# START OF RECORD LIST
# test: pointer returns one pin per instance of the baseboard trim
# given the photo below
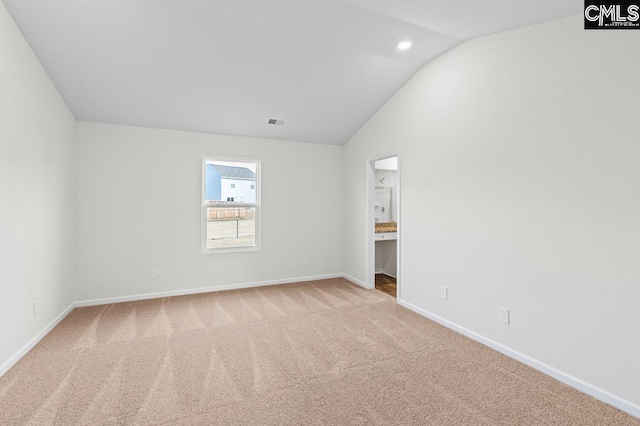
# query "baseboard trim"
(146, 296)
(600, 394)
(34, 341)
(354, 280)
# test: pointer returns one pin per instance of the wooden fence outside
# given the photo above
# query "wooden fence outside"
(225, 213)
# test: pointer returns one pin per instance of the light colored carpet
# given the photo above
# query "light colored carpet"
(313, 353)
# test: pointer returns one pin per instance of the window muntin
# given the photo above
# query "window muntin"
(230, 204)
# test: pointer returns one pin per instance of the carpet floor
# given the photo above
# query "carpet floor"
(314, 353)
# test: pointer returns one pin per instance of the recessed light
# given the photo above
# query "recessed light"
(404, 44)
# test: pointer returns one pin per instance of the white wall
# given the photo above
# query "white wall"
(37, 203)
(520, 179)
(139, 194)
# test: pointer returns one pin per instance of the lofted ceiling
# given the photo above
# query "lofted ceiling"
(323, 66)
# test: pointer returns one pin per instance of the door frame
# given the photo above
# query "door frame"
(370, 253)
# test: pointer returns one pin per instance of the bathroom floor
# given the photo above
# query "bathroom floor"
(386, 284)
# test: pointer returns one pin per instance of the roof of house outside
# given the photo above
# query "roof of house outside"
(233, 172)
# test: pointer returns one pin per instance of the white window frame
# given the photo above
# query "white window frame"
(206, 205)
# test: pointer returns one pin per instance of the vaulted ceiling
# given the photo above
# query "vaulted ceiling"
(323, 66)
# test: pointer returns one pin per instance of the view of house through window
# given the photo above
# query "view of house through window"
(230, 204)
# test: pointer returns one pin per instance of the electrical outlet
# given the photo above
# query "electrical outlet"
(444, 293)
(503, 315)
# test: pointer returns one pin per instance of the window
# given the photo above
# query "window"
(230, 204)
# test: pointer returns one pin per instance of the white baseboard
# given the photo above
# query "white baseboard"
(145, 296)
(353, 280)
(34, 341)
(574, 382)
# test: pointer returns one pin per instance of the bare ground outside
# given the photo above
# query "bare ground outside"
(231, 233)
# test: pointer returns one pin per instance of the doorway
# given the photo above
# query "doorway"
(383, 225)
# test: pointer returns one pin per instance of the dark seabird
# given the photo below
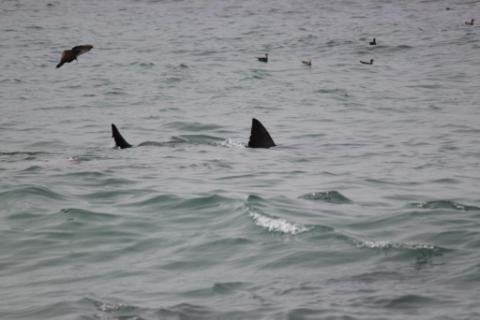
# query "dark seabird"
(307, 62)
(70, 55)
(366, 62)
(263, 59)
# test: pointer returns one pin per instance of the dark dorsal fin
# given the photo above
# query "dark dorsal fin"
(119, 141)
(259, 136)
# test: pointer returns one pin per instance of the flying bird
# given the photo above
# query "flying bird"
(70, 55)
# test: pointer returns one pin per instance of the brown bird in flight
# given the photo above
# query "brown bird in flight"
(70, 55)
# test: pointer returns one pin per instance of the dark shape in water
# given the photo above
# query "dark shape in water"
(259, 136)
(307, 62)
(366, 62)
(263, 59)
(70, 55)
(119, 140)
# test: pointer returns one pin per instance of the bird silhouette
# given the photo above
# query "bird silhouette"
(263, 59)
(70, 55)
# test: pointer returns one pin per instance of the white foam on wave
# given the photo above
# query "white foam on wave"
(392, 245)
(277, 224)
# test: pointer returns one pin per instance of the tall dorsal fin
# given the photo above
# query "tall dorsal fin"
(259, 136)
(119, 140)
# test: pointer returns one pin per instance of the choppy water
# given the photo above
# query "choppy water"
(369, 208)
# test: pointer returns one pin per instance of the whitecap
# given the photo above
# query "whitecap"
(393, 245)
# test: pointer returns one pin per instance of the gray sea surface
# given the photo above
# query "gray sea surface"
(368, 208)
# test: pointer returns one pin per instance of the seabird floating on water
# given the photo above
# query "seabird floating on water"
(263, 59)
(366, 62)
(307, 62)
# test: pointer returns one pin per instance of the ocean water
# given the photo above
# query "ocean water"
(368, 208)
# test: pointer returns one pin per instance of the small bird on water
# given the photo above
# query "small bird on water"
(307, 62)
(366, 62)
(70, 55)
(263, 59)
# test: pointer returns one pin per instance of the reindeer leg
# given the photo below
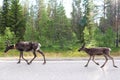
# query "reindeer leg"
(88, 61)
(93, 59)
(106, 59)
(33, 57)
(19, 58)
(24, 58)
(112, 61)
(42, 55)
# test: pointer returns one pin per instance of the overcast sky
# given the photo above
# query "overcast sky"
(68, 5)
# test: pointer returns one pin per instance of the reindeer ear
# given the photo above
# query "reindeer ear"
(83, 45)
(7, 43)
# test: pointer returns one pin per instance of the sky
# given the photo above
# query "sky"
(66, 4)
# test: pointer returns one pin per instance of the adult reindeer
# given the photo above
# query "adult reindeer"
(97, 51)
(26, 46)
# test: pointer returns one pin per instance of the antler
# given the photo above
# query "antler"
(7, 43)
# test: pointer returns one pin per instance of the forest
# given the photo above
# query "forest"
(46, 22)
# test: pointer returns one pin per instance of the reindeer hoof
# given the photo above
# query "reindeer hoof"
(85, 65)
(97, 63)
(44, 63)
(102, 66)
(18, 62)
(115, 66)
(28, 63)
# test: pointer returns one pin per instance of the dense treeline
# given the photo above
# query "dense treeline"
(47, 23)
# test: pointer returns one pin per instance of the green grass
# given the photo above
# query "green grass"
(55, 54)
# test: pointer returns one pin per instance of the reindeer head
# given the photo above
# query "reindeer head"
(83, 46)
(8, 47)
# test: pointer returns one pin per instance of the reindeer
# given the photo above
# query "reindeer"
(26, 46)
(97, 51)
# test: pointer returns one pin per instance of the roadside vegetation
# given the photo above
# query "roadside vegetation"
(59, 35)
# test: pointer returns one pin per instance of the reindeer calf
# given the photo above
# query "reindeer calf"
(97, 51)
(26, 46)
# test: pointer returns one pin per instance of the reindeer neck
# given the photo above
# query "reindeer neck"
(85, 49)
(14, 46)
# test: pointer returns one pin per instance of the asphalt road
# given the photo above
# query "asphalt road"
(58, 70)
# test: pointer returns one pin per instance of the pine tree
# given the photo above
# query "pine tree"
(4, 16)
(17, 23)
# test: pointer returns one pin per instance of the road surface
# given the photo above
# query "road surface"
(58, 70)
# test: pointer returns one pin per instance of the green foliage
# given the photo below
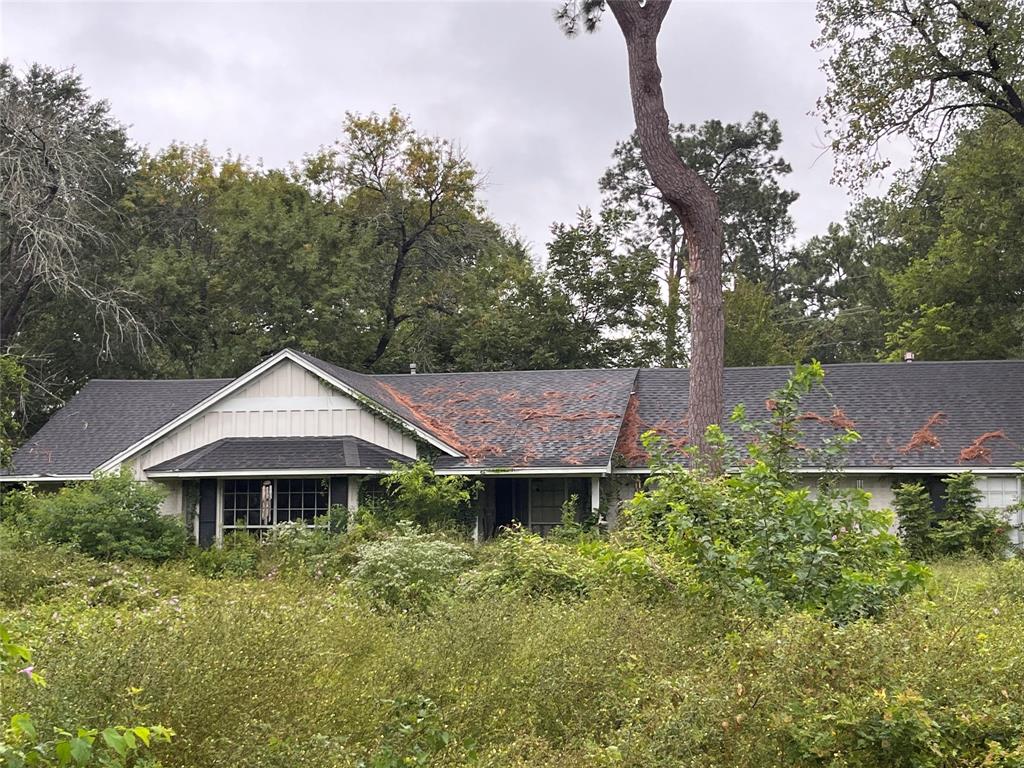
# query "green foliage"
(965, 527)
(756, 538)
(22, 744)
(960, 297)
(962, 528)
(414, 736)
(300, 675)
(912, 505)
(758, 330)
(740, 162)
(420, 496)
(237, 556)
(573, 564)
(919, 70)
(111, 516)
(608, 295)
(409, 570)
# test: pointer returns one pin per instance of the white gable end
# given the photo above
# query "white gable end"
(286, 400)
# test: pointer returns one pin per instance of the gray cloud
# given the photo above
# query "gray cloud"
(539, 114)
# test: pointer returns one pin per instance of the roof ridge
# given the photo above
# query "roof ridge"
(203, 451)
(160, 381)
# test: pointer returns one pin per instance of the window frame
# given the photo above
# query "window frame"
(321, 493)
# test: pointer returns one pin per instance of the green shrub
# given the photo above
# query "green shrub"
(409, 569)
(110, 517)
(26, 743)
(912, 505)
(963, 528)
(523, 563)
(417, 494)
(760, 540)
(236, 557)
(293, 674)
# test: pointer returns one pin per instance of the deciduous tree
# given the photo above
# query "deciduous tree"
(919, 70)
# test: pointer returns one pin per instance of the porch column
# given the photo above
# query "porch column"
(353, 498)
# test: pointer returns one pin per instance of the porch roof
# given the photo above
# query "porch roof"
(281, 454)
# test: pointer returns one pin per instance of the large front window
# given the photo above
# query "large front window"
(260, 504)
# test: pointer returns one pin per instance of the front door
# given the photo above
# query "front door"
(207, 511)
(510, 501)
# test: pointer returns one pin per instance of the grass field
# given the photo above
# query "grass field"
(287, 670)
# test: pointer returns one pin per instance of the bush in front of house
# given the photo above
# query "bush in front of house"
(408, 570)
(962, 528)
(912, 504)
(758, 539)
(417, 494)
(110, 517)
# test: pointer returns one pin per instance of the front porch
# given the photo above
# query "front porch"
(217, 506)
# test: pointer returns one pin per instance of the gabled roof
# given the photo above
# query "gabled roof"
(276, 454)
(888, 403)
(567, 419)
(107, 416)
(921, 415)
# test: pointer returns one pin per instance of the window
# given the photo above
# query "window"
(261, 504)
(301, 500)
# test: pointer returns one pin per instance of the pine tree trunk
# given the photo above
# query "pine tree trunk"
(692, 200)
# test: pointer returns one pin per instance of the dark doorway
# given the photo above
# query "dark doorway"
(510, 501)
(207, 511)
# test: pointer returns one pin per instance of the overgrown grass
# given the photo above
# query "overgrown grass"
(288, 670)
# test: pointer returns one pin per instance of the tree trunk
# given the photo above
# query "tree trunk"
(390, 307)
(692, 200)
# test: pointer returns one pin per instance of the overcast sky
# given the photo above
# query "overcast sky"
(537, 113)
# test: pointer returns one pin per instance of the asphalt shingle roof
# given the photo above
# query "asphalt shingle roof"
(104, 418)
(568, 419)
(888, 403)
(240, 454)
(521, 418)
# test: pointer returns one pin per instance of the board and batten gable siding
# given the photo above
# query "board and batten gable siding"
(286, 401)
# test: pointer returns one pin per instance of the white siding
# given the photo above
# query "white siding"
(287, 401)
(999, 492)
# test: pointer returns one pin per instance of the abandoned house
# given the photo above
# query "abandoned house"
(295, 435)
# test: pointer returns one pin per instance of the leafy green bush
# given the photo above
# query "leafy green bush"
(110, 517)
(298, 674)
(236, 557)
(24, 743)
(523, 563)
(409, 569)
(912, 505)
(963, 528)
(417, 494)
(760, 540)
# END OF RECORD LIST
### EXERCISE DESCRIPTION:
Print again the material above, limited to the lines from the one holding "# test: pointer returns one pin per instance of the overgrown" through the last, inclusive.

### IN RESPONSE:
# test: pointer returns one pin per instance of the overgrown grass
# given the photo above
# query "overgrown grass"
(288, 670)
# test: pointer returns one pin per instance of the tree trunk
# given the photo above
# query "tree trunk"
(390, 307)
(692, 200)
# test: pointer returns one pin per instance of the overcast sky
# given the photo above
# query "overcast sky"
(537, 113)
# test: pointer returns one pin per instance of the asphalt shingle roof
# given the photo above
# query "asphalt shingle roof"
(104, 418)
(568, 419)
(888, 403)
(240, 454)
(521, 418)
# test: pointer returns one pin per instance of the board and batten gable siding
# given the photo above
# query "board and batten gable siding"
(286, 401)
# test: pointer returns one pin per instance of the white siding
# given the photo above
# query "white siding"
(287, 401)
(999, 492)
# test: pointer returns one pin per instance of the abandoned house
# given the photo above
# query "abandoned house"
(295, 435)
# test: pointer returns one pin per instance of the leafy green bush
# given the photo above
# query "leafy green bush"
(110, 517)
(298, 674)
(236, 557)
(24, 743)
(523, 563)
(409, 569)
(912, 505)
(963, 528)
(417, 494)
(760, 540)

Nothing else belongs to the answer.